(Excerpts from point annotation data)
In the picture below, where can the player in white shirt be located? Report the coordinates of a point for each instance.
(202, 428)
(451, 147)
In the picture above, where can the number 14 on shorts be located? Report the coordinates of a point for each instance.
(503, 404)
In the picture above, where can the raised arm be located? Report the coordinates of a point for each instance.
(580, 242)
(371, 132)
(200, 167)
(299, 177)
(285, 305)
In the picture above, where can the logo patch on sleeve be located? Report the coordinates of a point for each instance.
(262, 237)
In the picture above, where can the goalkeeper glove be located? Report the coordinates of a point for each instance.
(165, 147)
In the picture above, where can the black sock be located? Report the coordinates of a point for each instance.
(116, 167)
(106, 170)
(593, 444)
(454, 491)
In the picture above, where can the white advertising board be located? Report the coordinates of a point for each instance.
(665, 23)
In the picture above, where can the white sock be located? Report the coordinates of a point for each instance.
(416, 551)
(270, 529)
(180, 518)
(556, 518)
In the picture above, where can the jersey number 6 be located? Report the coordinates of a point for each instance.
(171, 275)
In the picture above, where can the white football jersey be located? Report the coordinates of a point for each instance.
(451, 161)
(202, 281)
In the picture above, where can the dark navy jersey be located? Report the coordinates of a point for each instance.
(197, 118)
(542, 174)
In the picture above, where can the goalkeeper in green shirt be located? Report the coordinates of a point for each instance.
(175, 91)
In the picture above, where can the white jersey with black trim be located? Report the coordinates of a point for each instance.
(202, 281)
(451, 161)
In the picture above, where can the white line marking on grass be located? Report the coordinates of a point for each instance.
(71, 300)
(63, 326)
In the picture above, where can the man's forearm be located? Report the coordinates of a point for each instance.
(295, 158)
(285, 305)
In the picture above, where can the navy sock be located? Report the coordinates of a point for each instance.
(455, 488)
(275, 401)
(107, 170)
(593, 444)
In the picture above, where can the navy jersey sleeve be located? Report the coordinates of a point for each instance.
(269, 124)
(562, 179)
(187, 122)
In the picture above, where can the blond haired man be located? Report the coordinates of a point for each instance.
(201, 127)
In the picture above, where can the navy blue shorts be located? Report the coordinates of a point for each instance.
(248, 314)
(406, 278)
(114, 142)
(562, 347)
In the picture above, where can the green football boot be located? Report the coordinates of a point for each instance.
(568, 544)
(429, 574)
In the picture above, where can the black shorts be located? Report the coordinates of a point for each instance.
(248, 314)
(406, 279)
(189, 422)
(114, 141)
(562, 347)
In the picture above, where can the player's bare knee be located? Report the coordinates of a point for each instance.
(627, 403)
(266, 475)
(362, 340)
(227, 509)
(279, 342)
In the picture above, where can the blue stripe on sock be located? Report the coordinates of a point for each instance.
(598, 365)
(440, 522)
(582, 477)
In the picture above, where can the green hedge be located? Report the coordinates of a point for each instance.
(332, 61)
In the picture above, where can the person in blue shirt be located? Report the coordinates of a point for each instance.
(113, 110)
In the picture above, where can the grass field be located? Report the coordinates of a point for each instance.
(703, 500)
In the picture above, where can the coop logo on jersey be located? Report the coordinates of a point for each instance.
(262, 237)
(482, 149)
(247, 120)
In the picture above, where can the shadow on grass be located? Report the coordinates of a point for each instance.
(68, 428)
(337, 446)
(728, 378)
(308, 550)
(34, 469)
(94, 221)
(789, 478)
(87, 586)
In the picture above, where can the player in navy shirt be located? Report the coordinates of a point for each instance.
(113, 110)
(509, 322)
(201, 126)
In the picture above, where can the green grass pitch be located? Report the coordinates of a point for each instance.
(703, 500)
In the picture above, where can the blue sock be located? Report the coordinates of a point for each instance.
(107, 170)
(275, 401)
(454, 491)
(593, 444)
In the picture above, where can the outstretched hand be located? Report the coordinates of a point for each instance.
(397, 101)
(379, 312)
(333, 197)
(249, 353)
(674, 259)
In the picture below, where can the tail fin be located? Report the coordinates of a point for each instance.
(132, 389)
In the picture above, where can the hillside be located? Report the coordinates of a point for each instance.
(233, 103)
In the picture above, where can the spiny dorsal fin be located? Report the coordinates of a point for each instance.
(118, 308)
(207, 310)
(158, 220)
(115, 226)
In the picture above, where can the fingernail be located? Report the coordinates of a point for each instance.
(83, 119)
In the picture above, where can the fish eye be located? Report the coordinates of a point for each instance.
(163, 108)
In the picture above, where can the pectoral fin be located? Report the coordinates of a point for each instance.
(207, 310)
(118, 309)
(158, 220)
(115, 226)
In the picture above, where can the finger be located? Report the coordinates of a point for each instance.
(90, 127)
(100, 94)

#### Exercise description
Retype every line of the rows above word for word.

#### Reply
In the picture below, where can the player in white shirt be located? Report the coordinates of a point for each instance.
(202, 428)
(451, 147)
In the picture above, where can the number 14 on shorts be located? Report the coordinates of a point for each instance.
(503, 404)
In the picture above, where can the raised arm be located? Report the coordinates of a point for each instance.
(580, 242)
(371, 132)
(200, 167)
(299, 177)
(285, 305)
In the picture above, where can the logo patch on sleeve be located? Report the coordinates of a point for each instance.
(262, 237)
In the picture above, where can the goalkeeper glove be located? Report the coordinates of a point for each instance.
(165, 147)
In the picture above, where can the black sock be located? Report the coordinates of a point for each instance.
(116, 167)
(106, 170)
(593, 444)
(454, 491)
In the picture above, where can the white advertising board be located? Report the coordinates of a point for each instance.
(665, 23)
In the picture above, where can the white sock be located? Report the coordinates of a point for each instance.
(416, 551)
(270, 529)
(180, 518)
(556, 518)
In the picture above, where can the jersey number 6 be located? Report the coordinates of a point for each instance.
(171, 275)
In the picture above, where can the white football jersey be located? Report the coordinates of a point for each instance.
(451, 161)
(202, 281)
In the picture above, where can the dark navy jersey be located? Report the coordinates of a point for each instance.
(197, 118)
(542, 174)
In the picture above, where can the goalkeeper in green shirt be located? Report the coordinates of a point for each instance.
(175, 91)
In the picture above, where can the white jersey with black trim be located? Report the coordinates of a point for each instance.
(202, 281)
(451, 161)
In the picture above, where can the white line marking on grass be located? Report the coordinates of a point for each instance.
(71, 300)
(63, 326)
In the picture above, where can the man's forearm be located? Report the coordinates of a point for each instance.
(295, 158)
(285, 305)
In the picture above, where can the navy sock be located? Report the coordinates of a point for each instance.
(455, 488)
(275, 401)
(107, 170)
(593, 444)
In the picture above, where can the navy jersey sleeve be located? Report the coordinates of a point for each instance.
(269, 124)
(562, 179)
(187, 122)
In the picture above, where can the blond haired man be located? Report the coordinates of a point for each instance.
(201, 127)
In the picture above, where can the navy blue shorts be located? Report the coordinates of a point for each instance.
(248, 314)
(406, 278)
(114, 142)
(562, 347)
In the picture above, where can the green football boot be located? Report the coordinates of a point for each instance.
(568, 544)
(429, 574)
In the picture above, where can the black shorts be located? Report the coordinates of a point for each instance.
(248, 314)
(406, 279)
(189, 422)
(114, 141)
(562, 347)
In the picture above, where can the player's bare knee be located? Report the coordinates of a point for each instance.
(627, 403)
(266, 475)
(362, 340)
(227, 509)
(279, 342)
In the picture above, where can the blue stripe on sock be located? Report the coordinates of a point for each instance.
(598, 365)
(440, 522)
(582, 477)
In the picture above, where can the green hedge be located? Report the coordinates of a point for each instance.
(332, 61)
In the picture above, where can the person in blue shirt be located? Report the coordinates of a point for each instance.
(113, 110)
In the picture above, where can the grass field be located? Report the coordinates of a point for each instance.
(703, 500)
In the picture above, where can the coop logo on jersey be located? Report the coordinates of a point for each instance.
(262, 237)
(482, 149)
(247, 120)
In the picture above, where can the shadow on grass be located? Report the coordinates of a point for each instance.
(68, 428)
(337, 446)
(728, 378)
(308, 550)
(34, 469)
(94, 221)
(789, 478)
(87, 586)
In the picture above, where can the player in navy shirt be located? Report the coordinates of a point for each instance.
(113, 110)
(509, 322)
(201, 126)
In the picture above, where can the green grass pitch be located? Report the coordinates of a point for each instance.
(703, 500)
In the picture above, where can the blue sock be located? Report the coordinates of a point for each instance.
(107, 170)
(275, 401)
(454, 491)
(593, 444)
In the picture above, where can the outstretched hand be located? Report the coordinates of a point for each instance.
(397, 101)
(379, 312)
(333, 197)
(249, 353)
(674, 259)
In the picture below, where can the tail fin be located? Report the coordinates of a point for each instance.
(132, 389)
In the picture above, where can the hillside be located? Report the coordinates of a point for each instance.
(233, 103)
In the picture above, where can the spiny dorsal fin be located? Report the coordinates of a point for each instance.
(118, 308)
(207, 310)
(158, 220)
(115, 226)
In the picture above, where can the fingernail be located? Report the coordinates of a point for each instance.
(83, 119)
In the picture above, where can the fish eye be located? Report the coordinates of a point for each instance.
(163, 108)
In the picture above, where can the pectoral fin be located? Report the coordinates of a point for each instance.
(207, 310)
(118, 309)
(158, 220)
(115, 226)
In the picture above, where can the finger be located? Report the coordinates of a point for each instance.
(90, 127)
(100, 94)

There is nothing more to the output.